* Source document *
━━━━━━━━━━━━━━━━
1. SULIMAN ABDULLAH ALNUJAIDI - Consultant Endodontic, Al Yamamah Hospital, Ministry of Health, Riyadh, Saudi Arabia.
2. SULAIMAN ABDULLAH ALHOWAISH - Prosthodontist, Alyamamah Hospital, Riyadh, Saudi Arabia.
3. ABDULAZIZ YAHYA HOMADI - Medical Technologist, Laboratory Department, National Guard Hospital, Riyadh, Saudi Arabia.
4. ABDULELAH ALI ALHUSSINI - Laboratory Microbiology, Laboratory Department, National Guard Hospital, Riyadh, Saudi Arabia.
5. SALEH DAWOOD SALEH ALJAMHAN - Laboratory Microbiology, Laboratory Department, National Guard Hospital, Riyadh, Saudi Arabia.
6. SALEH NASSER SALEH ALRAWDHAN - Laboratory Microbiology, Laboratory Department, National Guard Hospital, Riyadh, Saudi Arabia.
7. BUSHRA ABDULRAHMAN ALGHAMDI - Dental Resident, Family Dentistry Department, National Guard Health Affairs, King Abdulaziz Medical City-Riyadh.
8. ABDULLAH HASSAN ALAMMARI - Dental Resident, Family Dentistry Department, National Guard Health Affairs, King Abdulaziz Medical City-Riyadh.
━━━━━━━━━━━━━━━━
* Supplied records *
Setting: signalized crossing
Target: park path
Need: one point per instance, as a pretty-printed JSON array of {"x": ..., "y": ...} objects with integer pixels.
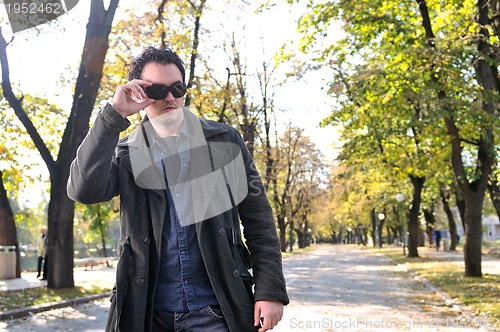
[{"x": 331, "y": 288}]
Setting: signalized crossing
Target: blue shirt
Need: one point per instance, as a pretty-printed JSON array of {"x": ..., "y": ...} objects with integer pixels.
[{"x": 183, "y": 284}]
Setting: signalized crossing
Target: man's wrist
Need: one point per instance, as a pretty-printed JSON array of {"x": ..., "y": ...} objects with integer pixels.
[{"x": 114, "y": 118}]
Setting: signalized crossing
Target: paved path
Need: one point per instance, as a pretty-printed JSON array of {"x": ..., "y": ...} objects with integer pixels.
[
  {"x": 332, "y": 288},
  {"x": 342, "y": 288}
]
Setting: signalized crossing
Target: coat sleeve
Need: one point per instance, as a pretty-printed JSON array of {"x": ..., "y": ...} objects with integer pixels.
[
  {"x": 93, "y": 174},
  {"x": 261, "y": 238}
]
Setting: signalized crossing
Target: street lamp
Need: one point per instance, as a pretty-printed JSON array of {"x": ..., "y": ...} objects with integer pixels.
[{"x": 400, "y": 198}]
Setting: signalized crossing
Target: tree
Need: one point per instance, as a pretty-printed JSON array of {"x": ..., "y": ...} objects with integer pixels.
[
  {"x": 61, "y": 208},
  {"x": 296, "y": 177},
  {"x": 8, "y": 234},
  {"x": 472, "y": 187},
  {"x": 432, "y": 72}
]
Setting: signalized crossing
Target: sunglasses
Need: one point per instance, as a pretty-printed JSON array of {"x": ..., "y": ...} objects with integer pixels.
[{"x": 158, "y": 91}]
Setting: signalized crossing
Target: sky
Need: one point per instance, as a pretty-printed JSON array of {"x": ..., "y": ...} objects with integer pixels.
[{"x": 39, "y": 59}]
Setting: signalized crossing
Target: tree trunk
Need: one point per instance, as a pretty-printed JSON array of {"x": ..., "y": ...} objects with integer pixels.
[
  {"x": 418, "y": 185},
  {"x": 61, "y": 208},
  {"x": 194, "y": 51},
  {"x": 374, "y": 227},
  {"x": 473, "y": 190},
  {"x": 452, "y": 226},
  {"x": 473, "y": 236},
  {"x": 460, "y": 203},
  {"x": 430, "y": 224},
  {"x": 8, "y": 232}
]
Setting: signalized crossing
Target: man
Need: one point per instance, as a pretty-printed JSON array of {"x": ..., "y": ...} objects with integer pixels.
[
  {"x": 41, "y": 244},
  {"x": 184, "y": 184}
]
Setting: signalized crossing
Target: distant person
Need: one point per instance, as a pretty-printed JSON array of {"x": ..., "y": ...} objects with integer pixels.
[
  {"x": 42, "y": 253},
  {"x": 186, "y": 184},
  {"x": 436, "y": 236}
]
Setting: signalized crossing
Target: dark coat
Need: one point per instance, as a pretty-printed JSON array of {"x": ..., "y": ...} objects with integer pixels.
[{"x": 102, "y": 169}]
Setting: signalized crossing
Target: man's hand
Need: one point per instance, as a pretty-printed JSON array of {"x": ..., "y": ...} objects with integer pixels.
[
  {"x": 271, "y": 313},
  {"x": 130, "y": 98}
]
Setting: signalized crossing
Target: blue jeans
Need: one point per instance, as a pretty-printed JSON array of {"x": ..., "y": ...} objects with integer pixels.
[{"x": 208, "y": 319}]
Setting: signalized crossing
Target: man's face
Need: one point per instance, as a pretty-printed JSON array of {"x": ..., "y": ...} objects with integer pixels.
[{"x": 167, "y": 111}]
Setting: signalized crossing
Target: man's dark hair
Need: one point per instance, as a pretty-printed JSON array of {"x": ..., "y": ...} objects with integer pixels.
[{"x": 160, "y": 55}]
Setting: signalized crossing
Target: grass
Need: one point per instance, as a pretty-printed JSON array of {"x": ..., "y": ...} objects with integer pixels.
[
  {"x": 480, "y": 294},
  {"x": 16, "y": 299}
]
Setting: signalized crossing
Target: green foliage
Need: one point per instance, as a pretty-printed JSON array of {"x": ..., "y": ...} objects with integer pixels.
[{"x": 387, "y": 101}]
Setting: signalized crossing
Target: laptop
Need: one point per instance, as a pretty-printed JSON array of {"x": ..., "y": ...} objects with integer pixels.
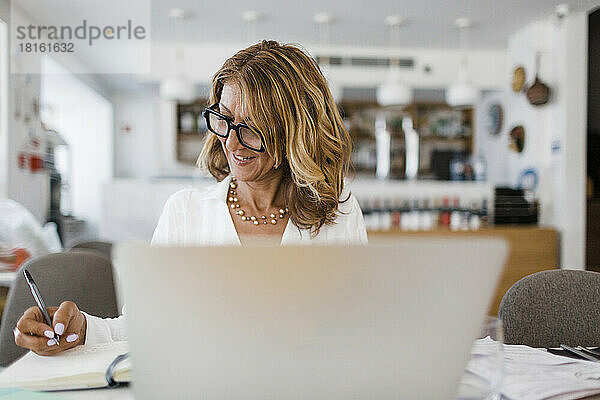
━━━━━━━━━━━━━━━━
* Assigned task 1 *
Please duplicate part of the author list word for word, beginning at the words "1. SULIMAN ABDULLAH" and stopping after "Alyamamah Hospital, Riyadh, Saudi Arabia.".
* Assigned task 2 *
According to the author list, what is Sulaiman Abdullah Alhowaish's profession?
Rely only on the author list for what follows.

* Exercise answer 1 *
1. SULIMAN ABDULLAH ALNUJAIDI - Consultant Endodontic, Al Yamamah Hospital, Ministry of Health, Riyadh, Saudi Arabia.
2. SULAIMAN ABDULLAH ALHOWAISH - Prosthodontist, Alyamamah Hospital, Riyadh, Saudi Arabia.

* Exercise answer 2 *
Prosthodontist